A
la mémoire de l’artiste
Dans le cercle privilégié des poètes
et artistes, Etienne Fatras était particulièrement bien apprécié. En
premier lieu pour son talent personnel et son inaltérable gentillesse, il
avait toujours un sourire, un propos sympathique pour les amis et confrères.
À plusieurs reprises il exposa à
l’espace Mompezat, siège de la Société des Poètes
Français. Ses expositions nous ont toujours apporté un souffle de
fraîcheur, sorte de bonheur presque innocent, car chacune de ses sculptures
contenait sa propre histoire, sa propre écriture.
N’oublions pas qu’Etienne Fatras
était également un poète taquinant la muse en entretenant toujours un lien
entre ses sculptures et ses poèmes. Chacune de ses œuvres avait l’intensité
d’un poème, d’ailleurs à ce propos c’est lui qui sculpta Érato, muse symbole
de la Société des Poètes français, mais nous lui devons également de beaux
bustes de Rimbaud, Verlaine, Villon, Baudelaire et bien d’autres œuvres qui
trônent sur les bureaux de quelques poètes et hommes de lettres, jusqu’en
Italie, terre de cœur qui influença beaucoup Etienne Fatras.

Etienne Fatras : Rimbaud

Etienne Fatras : Verlaine
L’ensemble de ses créations nous
invite à l’évasion en transgressant l’âpreté de ce monde par le miracle de
la beauté, le mystère de la féminité en faisait souvent la démonstration.

Etienne Fatras : Beauté
africaine

Etienne Fatras : Ma première
D’une rare modestie Etienne ne
chercha jamais à imposer son œuvre, mais préféra laisser le temps de
suggérer, de préserver la part du rêve, le langage des anges, de laisser
l’imagination s’épanouir. Seul dans son atelier, un peu comme un moine en
sa cellule, il aimait créer dans la contemplation, la sérénité, en écoutant
de la musique sacrée, chants grégoriens ou orthodoxes, à cet instant précis
son esprit se faisait monacal afin de mieux s’abîmer dans le travail, comme
une prière universelle : « Ora et labora » qu’il aurait voulu
laïque.
☆ ☆ ☆ ☆ ☆
Consigne:
D'après l'hommage à Etienne Fatras, quelle muse, symbole de la Société des Poètes français, l'artiste a-t-il sculptée ?
☆ ☆ ☆ ☆ ☆
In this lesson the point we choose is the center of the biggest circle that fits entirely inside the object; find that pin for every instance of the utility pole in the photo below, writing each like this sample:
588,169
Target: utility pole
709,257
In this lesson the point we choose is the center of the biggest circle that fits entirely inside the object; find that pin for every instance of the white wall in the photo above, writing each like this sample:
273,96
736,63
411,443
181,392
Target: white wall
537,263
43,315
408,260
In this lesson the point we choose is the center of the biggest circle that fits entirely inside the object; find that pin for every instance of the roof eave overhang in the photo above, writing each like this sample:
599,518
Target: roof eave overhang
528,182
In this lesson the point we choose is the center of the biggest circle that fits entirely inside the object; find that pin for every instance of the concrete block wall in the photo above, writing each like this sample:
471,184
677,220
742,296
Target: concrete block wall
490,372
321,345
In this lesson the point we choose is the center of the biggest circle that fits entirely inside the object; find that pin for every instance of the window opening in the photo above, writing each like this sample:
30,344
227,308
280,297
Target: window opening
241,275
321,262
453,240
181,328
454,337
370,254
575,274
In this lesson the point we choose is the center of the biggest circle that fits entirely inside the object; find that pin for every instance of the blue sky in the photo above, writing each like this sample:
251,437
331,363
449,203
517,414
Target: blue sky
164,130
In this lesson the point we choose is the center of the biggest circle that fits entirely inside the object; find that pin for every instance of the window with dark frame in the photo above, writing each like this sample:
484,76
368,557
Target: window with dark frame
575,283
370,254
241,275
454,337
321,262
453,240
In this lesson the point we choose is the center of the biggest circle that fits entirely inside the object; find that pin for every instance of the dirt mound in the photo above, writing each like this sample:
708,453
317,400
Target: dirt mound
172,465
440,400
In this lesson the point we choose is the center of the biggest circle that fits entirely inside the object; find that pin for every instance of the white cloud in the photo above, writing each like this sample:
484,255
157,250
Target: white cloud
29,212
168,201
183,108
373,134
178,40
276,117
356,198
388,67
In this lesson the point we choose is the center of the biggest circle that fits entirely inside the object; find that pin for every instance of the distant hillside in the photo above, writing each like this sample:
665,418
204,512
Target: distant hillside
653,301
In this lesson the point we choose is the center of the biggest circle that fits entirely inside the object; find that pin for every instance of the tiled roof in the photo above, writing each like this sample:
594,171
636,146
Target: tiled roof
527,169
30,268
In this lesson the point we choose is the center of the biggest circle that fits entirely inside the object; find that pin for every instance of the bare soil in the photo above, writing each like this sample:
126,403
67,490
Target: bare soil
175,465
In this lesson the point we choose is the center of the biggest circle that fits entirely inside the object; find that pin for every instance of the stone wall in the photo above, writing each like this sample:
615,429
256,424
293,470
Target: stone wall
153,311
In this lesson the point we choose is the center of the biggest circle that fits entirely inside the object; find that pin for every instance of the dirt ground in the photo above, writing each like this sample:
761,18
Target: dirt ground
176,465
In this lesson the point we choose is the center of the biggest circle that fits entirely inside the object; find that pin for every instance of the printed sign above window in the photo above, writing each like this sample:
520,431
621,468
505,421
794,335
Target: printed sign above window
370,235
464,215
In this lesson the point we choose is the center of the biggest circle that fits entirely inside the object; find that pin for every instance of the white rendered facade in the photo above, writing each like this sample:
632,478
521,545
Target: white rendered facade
☆ ☆ ☆ ☆ ☆
Corrigé:
Il a sculpté Érato.